## Kutipan Teks

-.-.-

KERTAS dan ANAK
Ibu Ainun Habibie, menulis catatan pada buku A. Makmur Makka (“SABJH”),hal.386:
“Mengapa saya tidak bekerja? Bukankah saya dokter? Memang. Dan sangat mungkin saya bekerja waktu itu. Namun, saya pikir: buat apa uang tambahan dan kepuasan batin yang barangkali cukup banyak itu jika akhirnya diberikan pada seorang perawat pengasuh anak bergaji tinggi dengan resiko kami sendiri kehilangan kedekatan pada anak sendiri? Apa artinya ketambahan uang dan kepuasan professional jika akhirnya, anak saya tidak dapat saya timang sendiri, saya bentuk sendiri pribadinya? Anak saya akan kehilangan ibu bapak, seimbangkah orangtua kehilangan anak dengan uang dan kepuasan pribadi tambahan karena bekerja?Itulah sebabnya saya memutuskan menerima hidup pas-pasan. Tiga setengah tahun kami bertiga hidup begitu.”
Subhanallah! Adakah dari kita yang dapat berpikir demikian? Rasa takut dan khawatir, ketika anak (kita) diasuh dan dibesarkan oleh “tangan-tangan pinjaman”? Bukan diasuh, dididik dan dibesarkan oleh tangan kita sendiri..
It seem like, kita diberikan kesempatan untuk membuat rancangan masa depan bagi karier diri dalam suatu kertas putih dan polos. Akan tetapi yang berpikir, merancang dan menuliskan plan tersebut malah orang lain. Artinya, sama saja dengan kita hanya membuat atau menerima kreasi dari pemikiran orang lain. Mungkin hasil akhir kreasi tersebut terbentuk sesuai dengan harapan/pemikiran kita. Namun, bersiap-siap pula untuk kecewa bila hasil yang terbentuk tidak sesuai bahkan jauuuuuh..dari harapan dan espektasi kita sendiri.

-.-.-

## Kumpulan Data
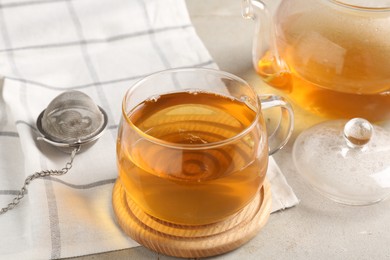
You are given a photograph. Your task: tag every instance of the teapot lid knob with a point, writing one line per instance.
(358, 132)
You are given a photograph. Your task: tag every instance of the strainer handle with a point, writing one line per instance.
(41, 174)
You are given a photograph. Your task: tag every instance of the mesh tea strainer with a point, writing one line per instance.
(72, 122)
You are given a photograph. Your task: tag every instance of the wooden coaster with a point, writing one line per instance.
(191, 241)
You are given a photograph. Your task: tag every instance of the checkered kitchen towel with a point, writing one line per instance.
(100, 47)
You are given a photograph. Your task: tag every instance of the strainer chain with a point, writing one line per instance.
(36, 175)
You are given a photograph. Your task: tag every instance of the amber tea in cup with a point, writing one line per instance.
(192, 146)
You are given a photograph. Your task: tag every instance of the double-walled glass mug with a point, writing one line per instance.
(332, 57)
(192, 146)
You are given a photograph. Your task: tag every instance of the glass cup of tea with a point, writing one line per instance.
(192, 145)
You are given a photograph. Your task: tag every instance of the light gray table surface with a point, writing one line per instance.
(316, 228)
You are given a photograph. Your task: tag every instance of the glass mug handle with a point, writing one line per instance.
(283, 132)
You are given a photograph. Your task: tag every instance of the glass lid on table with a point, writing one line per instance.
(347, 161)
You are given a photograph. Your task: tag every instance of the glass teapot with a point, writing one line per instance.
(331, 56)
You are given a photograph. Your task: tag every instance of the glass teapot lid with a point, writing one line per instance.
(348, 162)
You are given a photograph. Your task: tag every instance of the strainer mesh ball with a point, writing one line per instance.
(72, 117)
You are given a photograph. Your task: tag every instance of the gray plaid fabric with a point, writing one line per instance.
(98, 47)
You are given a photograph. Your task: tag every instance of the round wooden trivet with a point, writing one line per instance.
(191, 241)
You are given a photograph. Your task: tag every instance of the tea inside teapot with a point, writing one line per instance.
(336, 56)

-.-.-

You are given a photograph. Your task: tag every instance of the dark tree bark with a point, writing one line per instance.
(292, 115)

-.-.-

## Soal Latihan
[A] Sebutkan berapa baris data yang memuat kata "table", dengan huruf besar dan kecil dibedakan. Jawab hanya dengan angkanya.
[B] Teruskan tulisan tentang kertas dan anak itu mulai dari kalimat terakhirnya.

## Jawaban
[A] 2

[B]
Seperti itu pula anak-anak. Mereka adalah amanah dari Sang Pencipta..Mereka lahir dalam keadaan ‘tidak tahu” dan tidak berdaya. Mereka adalah kertas putih yang polos dan bersih..belum ternoda. Maka, orangtuanyalah yang akan memberi warna dan goresan pada kertas tersebut. Kertas putih tersebut, ada yang menjadi karya indah.. sebuah master piece! :). Tapi, tidak sedikit yang menjadikan kertas polos ini menjadi guratan-guratan tak beraturan dengan warna yang kelam..sobek, tercabik bahkan mendarat ditempat sampah! :(
Jangan pernah menyalahkan anak, bila mereka tidak tumbuh-berkembang sesuai dengan harapan kita. Jangan membenci anak, bila mereka berulah diluar‘standar normatif’ kita. Jangan kecewa terhadap anak bila mereka kurang peka dan perhatian terhadap kita. Mengapa?
- Karena anak akan bereaksi sesuai apa yang mereka terima. Seperti pada paragraph sebelumnya, anak adalah KERTAS PUTIH..
- Tanyalah pada diri sendiri, apakah kita memang sudah optimal dalam mendidik mereka?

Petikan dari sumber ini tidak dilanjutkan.